**QUESTIONS ON THE MATERIAL:**
1. Answer these questions from the text on the Velocity AI acceleration layer.
(a) In what form does Velocity install into a repository?
(b) According to the Overview, how does every AI session start without a harness?
(c) Which file does the Context Layer write project context into for Claude Code?
2. Carry the description of the Velocity AI acceleration layer forward from the end of its capability table.

**TEXT SEGMENT:**
++++++++++++++++++++

Velocity is an AI acceleration layer that sits between your team and your AI assistants — carrying your architecture decisions, domain language, and safety rules into every session, from the first design conversation through the final merge.

It installs directly into your repository as version-controlled files: project intelligence, agent roles, workflow skills, guardrail hooks, and an SDLC pipeline. Every developer on the team works from the same shared context, and every AI session starts with the full picture.


Overview

Without a harness, every AI session starts cold. The assistant knows nothing about your architecture, your naming conventions, the decisions your team made last month, or the things it should never do. Velocity fixes that.

Once initialized, every session — regardless of who runs it — inherits:

  • The architectural decisions your team has already made
  • Domain language from your codebase, written into the file your AI tool reads natively
  • Guardrail hooks that catch unsafe or off-standard output before it lands in your codebase
  • A shared set of agent roles and skill workflows your whole team can rely on

What's included

Capability Description
Project Intelligence Detects your stack (language, framework, persistence, CI/CD) and keeps a knowledge base that agents read at the start of every session
Context Layer Writes your project context into the native file each AI tool reads: .github/copilot-instructions.md for Copilot, .cursor/rules/ for Cursor, CLAUDE.md for Claude Code
Agent Roles Ready-to-use Engineer, Architect, Security, QA, Planner, Researcher, and Reviewer agents, each with a clear scope
Workflow Skills 48+ skill chains — /tdd, /to-prd, /to-tasks, /validate, /loop, /grill-with-docs, and more — that walk agents through real engineering workflows
Runtime Guardrails Hooks that intercept agent output before it runs, flag unsafe or non-compliant operations, and block progression until the issue is resolved
SDLC Pipeline A lifecycle layer with a Smart Router entry point, pipeline variants for different work types, phase state management, human review gates, and a team feedback loop (Consumer RALPH)

++++++++++++++++++++

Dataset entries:

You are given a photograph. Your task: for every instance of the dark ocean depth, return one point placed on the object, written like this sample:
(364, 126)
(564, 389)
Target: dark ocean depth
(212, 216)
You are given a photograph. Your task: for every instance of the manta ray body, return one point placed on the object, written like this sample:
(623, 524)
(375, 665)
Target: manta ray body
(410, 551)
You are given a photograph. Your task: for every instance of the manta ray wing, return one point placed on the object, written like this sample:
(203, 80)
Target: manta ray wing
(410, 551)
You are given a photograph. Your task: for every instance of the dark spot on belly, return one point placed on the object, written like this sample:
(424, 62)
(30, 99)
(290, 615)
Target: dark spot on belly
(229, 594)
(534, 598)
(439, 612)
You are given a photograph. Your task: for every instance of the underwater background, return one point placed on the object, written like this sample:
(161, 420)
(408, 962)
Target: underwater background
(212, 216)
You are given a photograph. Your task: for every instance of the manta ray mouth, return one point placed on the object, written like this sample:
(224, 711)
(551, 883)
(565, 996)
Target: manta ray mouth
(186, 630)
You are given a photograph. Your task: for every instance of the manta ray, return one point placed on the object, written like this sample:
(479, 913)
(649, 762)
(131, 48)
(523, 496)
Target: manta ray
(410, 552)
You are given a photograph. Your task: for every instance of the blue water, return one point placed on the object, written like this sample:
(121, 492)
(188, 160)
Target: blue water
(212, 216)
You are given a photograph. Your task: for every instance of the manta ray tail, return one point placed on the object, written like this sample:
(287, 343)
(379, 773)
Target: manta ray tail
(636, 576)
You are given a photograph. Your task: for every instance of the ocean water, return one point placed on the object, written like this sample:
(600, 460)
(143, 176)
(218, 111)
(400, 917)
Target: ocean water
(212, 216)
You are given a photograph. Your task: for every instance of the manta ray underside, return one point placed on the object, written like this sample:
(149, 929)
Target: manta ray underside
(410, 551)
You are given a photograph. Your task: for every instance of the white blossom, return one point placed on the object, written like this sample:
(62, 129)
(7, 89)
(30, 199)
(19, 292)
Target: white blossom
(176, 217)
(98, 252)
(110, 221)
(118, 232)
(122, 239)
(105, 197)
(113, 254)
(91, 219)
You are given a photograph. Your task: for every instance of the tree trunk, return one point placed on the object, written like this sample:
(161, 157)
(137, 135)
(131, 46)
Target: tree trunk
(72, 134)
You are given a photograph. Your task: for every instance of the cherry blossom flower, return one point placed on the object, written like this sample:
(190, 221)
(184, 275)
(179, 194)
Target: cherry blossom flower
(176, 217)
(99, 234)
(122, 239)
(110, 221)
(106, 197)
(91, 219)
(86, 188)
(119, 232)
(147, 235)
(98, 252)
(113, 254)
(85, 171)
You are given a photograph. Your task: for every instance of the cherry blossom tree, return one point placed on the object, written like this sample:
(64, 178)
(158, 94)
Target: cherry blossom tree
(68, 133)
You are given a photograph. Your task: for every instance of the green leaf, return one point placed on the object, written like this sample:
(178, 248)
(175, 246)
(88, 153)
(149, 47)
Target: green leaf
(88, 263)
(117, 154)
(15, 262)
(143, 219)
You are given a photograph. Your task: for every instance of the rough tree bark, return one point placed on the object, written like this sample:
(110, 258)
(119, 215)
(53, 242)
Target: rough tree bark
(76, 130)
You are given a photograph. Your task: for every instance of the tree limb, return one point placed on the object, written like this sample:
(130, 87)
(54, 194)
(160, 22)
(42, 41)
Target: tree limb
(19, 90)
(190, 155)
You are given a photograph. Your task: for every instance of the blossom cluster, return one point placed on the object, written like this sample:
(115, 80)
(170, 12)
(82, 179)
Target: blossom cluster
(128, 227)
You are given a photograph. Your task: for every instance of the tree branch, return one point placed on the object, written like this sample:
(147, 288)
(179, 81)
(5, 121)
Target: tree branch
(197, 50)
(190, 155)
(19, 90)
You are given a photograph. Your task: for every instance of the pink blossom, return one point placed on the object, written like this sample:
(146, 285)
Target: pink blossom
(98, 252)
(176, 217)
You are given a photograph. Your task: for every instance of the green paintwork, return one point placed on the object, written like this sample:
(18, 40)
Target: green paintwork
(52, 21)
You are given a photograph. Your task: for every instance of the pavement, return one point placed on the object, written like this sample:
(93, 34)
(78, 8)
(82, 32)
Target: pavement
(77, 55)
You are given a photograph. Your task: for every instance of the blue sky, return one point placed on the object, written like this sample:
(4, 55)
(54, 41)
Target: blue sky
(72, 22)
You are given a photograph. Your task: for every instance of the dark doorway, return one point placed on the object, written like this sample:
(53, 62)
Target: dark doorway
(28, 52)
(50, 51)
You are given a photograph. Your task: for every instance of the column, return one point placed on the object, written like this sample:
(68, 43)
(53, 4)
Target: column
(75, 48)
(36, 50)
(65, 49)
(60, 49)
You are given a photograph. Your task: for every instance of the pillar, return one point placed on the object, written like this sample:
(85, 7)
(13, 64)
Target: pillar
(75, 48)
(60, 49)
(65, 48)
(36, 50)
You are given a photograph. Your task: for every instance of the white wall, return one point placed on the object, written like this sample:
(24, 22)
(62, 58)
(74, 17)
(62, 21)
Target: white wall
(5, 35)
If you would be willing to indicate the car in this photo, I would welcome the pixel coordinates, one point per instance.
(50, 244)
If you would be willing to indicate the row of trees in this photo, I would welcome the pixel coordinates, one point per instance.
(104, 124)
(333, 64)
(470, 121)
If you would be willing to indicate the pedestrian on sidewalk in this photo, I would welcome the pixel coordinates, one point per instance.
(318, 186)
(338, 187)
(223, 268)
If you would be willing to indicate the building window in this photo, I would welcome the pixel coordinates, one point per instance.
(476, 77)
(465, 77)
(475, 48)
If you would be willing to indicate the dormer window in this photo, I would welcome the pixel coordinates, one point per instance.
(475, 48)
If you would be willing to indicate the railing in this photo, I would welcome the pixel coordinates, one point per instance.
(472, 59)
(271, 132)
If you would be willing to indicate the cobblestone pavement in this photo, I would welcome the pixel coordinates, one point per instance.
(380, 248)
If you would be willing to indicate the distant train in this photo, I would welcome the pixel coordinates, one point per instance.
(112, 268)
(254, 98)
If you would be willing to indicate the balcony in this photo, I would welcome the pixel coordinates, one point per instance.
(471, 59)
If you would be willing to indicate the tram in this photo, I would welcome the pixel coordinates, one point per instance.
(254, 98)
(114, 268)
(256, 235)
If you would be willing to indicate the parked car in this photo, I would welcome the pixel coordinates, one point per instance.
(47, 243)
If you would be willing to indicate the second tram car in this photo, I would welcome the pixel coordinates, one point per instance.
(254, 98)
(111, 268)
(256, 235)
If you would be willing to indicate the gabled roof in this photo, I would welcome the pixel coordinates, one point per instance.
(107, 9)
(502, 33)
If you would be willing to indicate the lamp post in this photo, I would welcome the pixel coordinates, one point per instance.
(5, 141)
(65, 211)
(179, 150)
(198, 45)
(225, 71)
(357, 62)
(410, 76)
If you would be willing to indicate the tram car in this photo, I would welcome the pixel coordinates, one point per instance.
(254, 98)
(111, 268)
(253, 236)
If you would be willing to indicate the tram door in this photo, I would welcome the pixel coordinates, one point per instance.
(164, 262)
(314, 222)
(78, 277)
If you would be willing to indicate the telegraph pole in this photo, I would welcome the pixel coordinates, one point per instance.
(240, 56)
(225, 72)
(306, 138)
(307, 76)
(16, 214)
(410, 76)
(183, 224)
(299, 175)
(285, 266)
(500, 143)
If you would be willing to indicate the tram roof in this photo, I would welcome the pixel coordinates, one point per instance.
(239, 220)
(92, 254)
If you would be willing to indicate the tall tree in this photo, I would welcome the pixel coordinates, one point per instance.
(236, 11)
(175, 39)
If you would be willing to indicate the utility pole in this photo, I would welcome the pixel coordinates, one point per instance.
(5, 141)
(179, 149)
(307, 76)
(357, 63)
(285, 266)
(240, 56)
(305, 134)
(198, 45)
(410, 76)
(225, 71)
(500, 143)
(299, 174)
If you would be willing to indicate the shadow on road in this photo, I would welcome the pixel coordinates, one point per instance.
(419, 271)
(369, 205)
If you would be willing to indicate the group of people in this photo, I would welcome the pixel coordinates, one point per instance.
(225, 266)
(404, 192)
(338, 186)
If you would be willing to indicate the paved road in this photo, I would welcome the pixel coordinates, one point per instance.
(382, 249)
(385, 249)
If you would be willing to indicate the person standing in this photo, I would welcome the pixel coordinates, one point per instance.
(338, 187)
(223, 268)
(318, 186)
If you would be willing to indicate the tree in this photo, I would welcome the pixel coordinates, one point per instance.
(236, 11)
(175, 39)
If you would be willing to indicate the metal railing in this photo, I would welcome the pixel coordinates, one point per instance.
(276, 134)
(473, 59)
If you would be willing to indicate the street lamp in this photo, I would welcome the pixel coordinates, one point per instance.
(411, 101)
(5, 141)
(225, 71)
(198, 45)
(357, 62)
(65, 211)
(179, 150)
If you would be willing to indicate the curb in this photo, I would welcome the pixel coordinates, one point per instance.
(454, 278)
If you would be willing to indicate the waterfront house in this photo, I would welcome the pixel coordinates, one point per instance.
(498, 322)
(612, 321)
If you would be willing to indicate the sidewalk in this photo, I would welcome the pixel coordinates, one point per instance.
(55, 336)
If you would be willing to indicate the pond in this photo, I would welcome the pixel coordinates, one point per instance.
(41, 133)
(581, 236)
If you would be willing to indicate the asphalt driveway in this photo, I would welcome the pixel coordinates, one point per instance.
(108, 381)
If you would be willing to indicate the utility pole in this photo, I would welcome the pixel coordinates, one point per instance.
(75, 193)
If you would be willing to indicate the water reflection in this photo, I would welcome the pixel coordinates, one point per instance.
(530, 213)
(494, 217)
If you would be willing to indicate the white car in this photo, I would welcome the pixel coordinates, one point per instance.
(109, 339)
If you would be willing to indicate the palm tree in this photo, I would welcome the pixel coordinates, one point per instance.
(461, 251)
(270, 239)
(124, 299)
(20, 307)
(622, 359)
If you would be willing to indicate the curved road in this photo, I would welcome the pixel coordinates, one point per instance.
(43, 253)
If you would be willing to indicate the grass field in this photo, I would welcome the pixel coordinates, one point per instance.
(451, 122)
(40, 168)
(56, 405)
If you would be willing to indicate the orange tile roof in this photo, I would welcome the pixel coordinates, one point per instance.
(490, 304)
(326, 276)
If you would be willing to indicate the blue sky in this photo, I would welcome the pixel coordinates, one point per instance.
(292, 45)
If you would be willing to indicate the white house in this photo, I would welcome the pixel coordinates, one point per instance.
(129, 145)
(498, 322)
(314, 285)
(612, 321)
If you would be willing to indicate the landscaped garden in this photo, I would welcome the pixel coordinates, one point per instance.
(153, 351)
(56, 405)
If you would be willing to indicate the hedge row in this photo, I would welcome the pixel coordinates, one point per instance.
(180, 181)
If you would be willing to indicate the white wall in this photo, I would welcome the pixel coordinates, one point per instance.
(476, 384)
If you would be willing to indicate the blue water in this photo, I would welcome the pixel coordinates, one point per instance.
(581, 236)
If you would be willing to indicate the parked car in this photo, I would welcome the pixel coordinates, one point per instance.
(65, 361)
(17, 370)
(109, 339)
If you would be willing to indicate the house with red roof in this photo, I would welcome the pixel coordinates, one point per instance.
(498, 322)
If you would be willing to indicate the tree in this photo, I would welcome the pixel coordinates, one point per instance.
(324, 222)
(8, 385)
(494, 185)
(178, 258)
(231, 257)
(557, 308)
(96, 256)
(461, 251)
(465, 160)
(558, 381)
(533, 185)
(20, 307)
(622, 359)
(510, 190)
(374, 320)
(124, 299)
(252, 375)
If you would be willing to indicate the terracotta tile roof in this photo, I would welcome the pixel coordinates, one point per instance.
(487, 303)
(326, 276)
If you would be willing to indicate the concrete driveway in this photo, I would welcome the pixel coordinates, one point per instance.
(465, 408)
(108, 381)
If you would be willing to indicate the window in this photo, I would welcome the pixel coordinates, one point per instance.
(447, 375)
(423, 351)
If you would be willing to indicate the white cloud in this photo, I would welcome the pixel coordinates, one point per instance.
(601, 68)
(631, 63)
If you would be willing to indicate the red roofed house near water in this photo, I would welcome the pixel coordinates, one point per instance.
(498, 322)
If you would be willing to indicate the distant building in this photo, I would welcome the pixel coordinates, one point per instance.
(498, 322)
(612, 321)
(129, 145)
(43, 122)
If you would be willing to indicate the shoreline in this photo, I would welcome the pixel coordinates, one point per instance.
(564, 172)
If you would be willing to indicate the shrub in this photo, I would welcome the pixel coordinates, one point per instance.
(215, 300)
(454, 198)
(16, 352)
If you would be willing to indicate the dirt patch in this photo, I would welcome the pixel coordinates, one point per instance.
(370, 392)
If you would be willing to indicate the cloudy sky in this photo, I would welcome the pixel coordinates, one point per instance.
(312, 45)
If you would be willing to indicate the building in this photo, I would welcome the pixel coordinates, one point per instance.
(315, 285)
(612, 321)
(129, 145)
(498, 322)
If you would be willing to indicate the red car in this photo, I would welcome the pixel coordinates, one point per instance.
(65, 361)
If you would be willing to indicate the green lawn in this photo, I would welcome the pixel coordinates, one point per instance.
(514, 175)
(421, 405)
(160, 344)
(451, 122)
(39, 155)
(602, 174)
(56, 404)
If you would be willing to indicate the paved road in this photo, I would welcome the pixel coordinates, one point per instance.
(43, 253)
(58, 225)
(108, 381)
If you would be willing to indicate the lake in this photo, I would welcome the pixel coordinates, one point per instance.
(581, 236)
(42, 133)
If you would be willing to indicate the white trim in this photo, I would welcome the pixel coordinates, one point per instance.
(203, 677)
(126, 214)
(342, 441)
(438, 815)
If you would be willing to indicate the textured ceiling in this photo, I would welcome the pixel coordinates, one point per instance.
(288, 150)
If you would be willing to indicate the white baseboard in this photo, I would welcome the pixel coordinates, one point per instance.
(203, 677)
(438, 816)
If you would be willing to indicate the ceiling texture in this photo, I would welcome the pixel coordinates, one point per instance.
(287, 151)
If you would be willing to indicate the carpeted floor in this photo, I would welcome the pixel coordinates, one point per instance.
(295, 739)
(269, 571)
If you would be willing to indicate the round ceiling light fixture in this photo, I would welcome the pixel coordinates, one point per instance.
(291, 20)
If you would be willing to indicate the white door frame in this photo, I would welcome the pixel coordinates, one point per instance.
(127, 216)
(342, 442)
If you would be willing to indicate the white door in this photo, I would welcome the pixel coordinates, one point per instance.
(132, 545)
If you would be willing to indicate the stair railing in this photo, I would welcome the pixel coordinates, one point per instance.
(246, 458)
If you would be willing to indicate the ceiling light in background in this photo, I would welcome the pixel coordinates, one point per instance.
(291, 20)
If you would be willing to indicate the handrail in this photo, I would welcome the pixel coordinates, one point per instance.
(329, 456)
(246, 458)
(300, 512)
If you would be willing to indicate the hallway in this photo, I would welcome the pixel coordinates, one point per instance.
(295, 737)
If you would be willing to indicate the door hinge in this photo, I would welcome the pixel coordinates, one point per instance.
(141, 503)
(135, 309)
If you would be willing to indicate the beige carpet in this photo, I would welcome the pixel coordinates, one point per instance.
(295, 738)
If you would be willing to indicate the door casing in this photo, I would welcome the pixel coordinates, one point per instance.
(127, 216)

++++++++++++++++++++

**ANSWERS TO THIS EXERCISE:**
1.
(a) As version-controlled files.
(b) Cold.
(c) CLAUDE.md

2.
SDLC Pipeline

The pipeline sits on top of Velocity's context and skill layer. It gives every piece of work a clear path — from the first question through release — with defined phases, human checkpoints, and state that persists across sessions.

Smart Router

Run /velocity in Cursor or Claude Code, or use the #velocity prompt file in Copilot. The router asks three questions, checks your recent git history and open issues, and picks the right pipeline for your work. If it finds an in-progress pipeline on your branch, it offers to resume that first.

Pipeline Variants

Work Type Phases
New Feature Discovery → Design → Planning → Build → Validate → Review → Release
Bug Fix Reproduce → Root Cause → Fix → Validate → Review → Release
Extend Existing Feature Context Load → Impact Analysis → Design Delta → Build → Validate → Review → Release
Refactor Analysis → Proposal → Validate Proposal → Refactor → Validate → Review → Release

Phase State

State is saved to .velocity/sdlc/state/<work-id>.yaml on your feature branch — versioned alongside your code.

Feature How it works
Session resume Open a new session and Velocity picks up where you left off
Audit trail Every phase transition is timestamped and attributed
Parallel features Each feature has its own state file; they don't interfere
Phase rollback Roll back to an earlier phase when a later problem traces upstream; only affected phases reset

A phase only advances when its exit criteria pass. At human review gates, you see a summary of what was produced, what decisions were made, what you're being asked to approve, and what comes next.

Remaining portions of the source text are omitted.